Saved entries
= = =

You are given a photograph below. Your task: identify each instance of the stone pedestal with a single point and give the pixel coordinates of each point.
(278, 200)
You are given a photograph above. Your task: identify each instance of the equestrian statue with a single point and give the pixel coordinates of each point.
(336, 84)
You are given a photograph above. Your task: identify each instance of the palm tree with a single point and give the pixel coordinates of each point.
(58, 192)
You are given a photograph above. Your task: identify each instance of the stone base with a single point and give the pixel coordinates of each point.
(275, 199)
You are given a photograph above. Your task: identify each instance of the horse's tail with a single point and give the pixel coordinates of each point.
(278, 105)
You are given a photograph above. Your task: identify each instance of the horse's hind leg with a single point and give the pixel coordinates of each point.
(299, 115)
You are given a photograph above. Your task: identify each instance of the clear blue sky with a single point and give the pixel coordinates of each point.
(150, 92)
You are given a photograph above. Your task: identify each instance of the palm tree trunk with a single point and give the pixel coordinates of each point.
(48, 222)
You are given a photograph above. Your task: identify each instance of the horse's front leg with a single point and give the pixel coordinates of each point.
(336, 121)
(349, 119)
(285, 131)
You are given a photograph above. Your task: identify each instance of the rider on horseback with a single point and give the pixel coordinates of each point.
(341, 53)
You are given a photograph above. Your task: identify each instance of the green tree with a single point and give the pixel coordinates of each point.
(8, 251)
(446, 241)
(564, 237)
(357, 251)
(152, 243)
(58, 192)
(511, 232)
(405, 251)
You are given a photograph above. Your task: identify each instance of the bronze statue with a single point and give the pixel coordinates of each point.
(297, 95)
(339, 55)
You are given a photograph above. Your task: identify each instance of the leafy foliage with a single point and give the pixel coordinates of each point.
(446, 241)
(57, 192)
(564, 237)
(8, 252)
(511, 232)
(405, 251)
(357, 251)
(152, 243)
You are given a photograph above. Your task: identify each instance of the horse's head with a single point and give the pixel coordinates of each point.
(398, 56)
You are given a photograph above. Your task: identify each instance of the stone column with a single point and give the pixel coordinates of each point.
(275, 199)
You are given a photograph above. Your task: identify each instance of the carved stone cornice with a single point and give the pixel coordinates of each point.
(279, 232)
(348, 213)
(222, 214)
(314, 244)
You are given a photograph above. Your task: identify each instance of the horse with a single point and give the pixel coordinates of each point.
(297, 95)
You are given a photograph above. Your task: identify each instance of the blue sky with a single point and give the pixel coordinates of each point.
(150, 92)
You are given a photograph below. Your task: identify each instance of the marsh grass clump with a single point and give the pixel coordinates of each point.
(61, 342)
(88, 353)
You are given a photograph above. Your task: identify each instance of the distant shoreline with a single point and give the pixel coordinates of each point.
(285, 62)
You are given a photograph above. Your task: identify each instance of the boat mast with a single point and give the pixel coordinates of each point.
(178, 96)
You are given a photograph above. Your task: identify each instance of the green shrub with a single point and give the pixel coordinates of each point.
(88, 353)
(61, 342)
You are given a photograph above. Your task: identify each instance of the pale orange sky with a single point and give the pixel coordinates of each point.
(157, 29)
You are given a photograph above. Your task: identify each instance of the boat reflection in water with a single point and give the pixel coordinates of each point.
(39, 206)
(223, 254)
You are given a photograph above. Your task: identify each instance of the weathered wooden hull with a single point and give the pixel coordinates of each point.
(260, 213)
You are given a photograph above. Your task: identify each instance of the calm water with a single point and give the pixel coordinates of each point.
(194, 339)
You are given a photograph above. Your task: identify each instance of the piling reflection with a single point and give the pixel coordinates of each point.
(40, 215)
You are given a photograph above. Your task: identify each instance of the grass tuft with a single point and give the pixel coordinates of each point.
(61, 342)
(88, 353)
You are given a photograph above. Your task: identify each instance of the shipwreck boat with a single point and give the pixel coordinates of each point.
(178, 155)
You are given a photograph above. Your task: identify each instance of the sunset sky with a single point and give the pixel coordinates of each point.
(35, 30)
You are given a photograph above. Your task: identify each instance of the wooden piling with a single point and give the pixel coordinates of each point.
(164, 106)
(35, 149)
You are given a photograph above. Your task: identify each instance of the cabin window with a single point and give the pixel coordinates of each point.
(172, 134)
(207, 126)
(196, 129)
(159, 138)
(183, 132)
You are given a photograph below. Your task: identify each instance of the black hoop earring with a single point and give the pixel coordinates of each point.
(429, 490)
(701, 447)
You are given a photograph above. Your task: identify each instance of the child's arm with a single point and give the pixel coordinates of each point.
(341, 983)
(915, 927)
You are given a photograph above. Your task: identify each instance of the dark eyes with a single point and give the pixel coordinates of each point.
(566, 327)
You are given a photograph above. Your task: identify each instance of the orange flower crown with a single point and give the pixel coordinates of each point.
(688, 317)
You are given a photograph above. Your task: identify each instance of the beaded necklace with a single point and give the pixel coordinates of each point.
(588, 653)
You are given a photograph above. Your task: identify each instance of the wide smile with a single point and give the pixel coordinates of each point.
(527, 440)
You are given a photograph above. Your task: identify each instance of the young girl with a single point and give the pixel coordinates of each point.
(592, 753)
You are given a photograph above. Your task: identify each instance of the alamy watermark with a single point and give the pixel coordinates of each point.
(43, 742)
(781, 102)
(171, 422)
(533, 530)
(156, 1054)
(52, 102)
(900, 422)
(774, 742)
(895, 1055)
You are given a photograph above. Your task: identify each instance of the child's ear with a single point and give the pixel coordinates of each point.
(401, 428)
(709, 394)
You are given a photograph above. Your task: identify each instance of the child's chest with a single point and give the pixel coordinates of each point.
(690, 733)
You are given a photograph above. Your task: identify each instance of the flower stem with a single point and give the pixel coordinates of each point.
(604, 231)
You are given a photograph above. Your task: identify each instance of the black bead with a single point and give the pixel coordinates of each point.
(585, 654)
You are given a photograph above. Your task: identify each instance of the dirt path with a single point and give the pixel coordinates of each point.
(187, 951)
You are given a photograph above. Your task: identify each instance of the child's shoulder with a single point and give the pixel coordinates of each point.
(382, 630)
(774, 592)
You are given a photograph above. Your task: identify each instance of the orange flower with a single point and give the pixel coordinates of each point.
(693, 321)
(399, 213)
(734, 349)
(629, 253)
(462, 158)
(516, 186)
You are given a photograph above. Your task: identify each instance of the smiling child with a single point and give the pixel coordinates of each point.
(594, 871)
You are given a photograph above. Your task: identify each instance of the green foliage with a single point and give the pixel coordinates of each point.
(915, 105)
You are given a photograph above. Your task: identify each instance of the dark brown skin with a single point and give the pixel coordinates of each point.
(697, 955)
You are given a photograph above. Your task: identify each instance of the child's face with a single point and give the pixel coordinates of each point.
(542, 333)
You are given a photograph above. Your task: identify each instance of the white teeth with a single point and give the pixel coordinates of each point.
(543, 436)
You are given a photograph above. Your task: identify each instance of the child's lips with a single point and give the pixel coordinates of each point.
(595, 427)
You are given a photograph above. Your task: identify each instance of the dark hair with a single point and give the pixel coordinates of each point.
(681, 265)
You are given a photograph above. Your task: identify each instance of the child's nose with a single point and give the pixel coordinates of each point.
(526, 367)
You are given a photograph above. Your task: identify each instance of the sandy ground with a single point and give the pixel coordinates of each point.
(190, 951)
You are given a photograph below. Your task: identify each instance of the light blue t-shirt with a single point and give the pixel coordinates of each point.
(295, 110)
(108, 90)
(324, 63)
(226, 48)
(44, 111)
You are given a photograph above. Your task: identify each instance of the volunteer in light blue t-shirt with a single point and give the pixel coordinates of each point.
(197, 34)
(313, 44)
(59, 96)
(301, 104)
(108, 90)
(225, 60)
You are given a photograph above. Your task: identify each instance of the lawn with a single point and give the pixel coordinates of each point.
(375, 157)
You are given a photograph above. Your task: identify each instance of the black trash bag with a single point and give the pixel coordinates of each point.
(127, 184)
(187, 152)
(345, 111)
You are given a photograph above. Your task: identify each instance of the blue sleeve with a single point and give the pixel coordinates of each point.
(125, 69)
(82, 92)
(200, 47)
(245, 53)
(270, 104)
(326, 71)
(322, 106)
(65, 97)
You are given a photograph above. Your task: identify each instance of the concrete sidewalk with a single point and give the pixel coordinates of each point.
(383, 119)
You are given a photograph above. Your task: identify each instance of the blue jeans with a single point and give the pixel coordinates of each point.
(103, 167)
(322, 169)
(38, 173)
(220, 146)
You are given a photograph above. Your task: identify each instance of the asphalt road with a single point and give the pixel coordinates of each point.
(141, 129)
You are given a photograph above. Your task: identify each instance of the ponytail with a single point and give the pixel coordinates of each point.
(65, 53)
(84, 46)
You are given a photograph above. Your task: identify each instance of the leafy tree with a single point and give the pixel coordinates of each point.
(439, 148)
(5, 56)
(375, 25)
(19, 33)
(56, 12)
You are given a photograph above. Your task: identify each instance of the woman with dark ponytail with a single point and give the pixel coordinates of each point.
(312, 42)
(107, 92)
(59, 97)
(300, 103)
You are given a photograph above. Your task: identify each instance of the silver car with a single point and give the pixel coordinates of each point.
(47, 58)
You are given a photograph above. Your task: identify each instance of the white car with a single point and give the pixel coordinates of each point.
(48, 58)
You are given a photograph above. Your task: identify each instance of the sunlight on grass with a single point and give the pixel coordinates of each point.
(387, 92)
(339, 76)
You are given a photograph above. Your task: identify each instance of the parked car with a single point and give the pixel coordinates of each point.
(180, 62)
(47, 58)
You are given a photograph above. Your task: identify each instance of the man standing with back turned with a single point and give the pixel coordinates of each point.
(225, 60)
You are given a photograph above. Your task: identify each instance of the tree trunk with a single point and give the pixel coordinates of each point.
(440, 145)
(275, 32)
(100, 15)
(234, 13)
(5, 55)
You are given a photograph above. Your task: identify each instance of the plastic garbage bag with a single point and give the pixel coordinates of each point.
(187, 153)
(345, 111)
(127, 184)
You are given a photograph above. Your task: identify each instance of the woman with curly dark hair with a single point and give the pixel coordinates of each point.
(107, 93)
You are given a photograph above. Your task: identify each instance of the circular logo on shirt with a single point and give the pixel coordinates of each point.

= = =

■ **TASK OBJECTIVE**: Give back exactly the lines that run from the line with "of the parked" through the close of the material, counting both ends, and nothing more.

■ **RESPONSE**:
You are given a photograph above. Your task: identify each instance of the parked car with a single point and give the pixel coordinates of each point.
(180, 62)
(47, 58)
You are given a photograph above. Your task: identify each instance of the man standing with back turned with a single point and give the pixel coordinates of each point.
(225, 60)
You are given a photograph above. Your task: identify each instance of the tree trunk with a single point and give the pixel coordinates of each point.
(440, 145)
(275, 32)
(100, 15)
(234, 13)
(5, 55)
You are given a photograph above. Your task: identify each instance of the plastic garbage bag with a single point and give the pixel coordinates of each point.
(187, 153)
(345, 111)
(127, 184)
You are given a photograph above. Your task: identify each instance of the woman with curly dark hair with a single point and give the pixel coordinates of each point.
(107, 93)
You are given a photograph above. Your task: identify each instance of the circular logo on shirt with a single point and give the pixel coordinates of each point.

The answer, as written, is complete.